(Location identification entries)
"""
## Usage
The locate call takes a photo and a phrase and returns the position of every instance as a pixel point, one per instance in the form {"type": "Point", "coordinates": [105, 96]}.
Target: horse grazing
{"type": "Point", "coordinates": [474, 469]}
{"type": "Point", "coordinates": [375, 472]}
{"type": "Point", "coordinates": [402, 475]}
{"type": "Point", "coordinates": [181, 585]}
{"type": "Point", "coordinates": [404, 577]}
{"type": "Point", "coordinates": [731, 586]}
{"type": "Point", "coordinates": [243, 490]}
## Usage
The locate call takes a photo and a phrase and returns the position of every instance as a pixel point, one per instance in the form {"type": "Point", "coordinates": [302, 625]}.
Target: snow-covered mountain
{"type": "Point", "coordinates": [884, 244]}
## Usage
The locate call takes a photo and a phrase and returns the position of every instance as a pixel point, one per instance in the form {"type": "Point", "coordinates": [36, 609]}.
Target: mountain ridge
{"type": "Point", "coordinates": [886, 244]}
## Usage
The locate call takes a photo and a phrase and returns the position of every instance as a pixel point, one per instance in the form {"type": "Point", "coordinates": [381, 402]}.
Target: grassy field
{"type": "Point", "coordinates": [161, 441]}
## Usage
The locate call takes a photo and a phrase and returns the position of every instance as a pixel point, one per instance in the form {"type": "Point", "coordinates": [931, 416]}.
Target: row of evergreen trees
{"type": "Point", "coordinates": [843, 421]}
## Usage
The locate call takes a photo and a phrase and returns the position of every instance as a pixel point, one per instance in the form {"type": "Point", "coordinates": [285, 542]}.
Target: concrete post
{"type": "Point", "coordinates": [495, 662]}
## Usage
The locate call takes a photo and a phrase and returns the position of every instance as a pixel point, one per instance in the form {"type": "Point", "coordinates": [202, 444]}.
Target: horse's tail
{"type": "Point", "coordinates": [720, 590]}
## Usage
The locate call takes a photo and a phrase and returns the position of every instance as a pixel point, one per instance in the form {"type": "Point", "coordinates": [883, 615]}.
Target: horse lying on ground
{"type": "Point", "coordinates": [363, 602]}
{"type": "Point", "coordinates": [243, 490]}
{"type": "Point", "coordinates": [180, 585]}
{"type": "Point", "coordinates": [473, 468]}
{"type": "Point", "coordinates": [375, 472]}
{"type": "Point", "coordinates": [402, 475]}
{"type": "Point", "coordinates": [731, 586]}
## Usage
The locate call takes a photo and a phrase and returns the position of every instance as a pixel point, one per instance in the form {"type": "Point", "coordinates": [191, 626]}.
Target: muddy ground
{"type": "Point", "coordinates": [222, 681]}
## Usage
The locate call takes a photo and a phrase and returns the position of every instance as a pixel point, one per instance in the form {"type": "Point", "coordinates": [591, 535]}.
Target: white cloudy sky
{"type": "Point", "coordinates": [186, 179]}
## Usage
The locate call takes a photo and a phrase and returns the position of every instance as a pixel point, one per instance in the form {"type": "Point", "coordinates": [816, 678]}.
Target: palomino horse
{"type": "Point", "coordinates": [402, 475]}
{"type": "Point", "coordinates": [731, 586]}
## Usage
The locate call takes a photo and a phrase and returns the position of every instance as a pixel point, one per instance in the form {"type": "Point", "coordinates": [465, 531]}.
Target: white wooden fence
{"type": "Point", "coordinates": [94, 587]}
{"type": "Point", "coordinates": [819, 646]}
"""
Required work
Return every line in the rows above that contains the string "horse".

Finished task
Target: horse grazing
Target: horse's tail
Target: horse lying on ground
Target: palomino horse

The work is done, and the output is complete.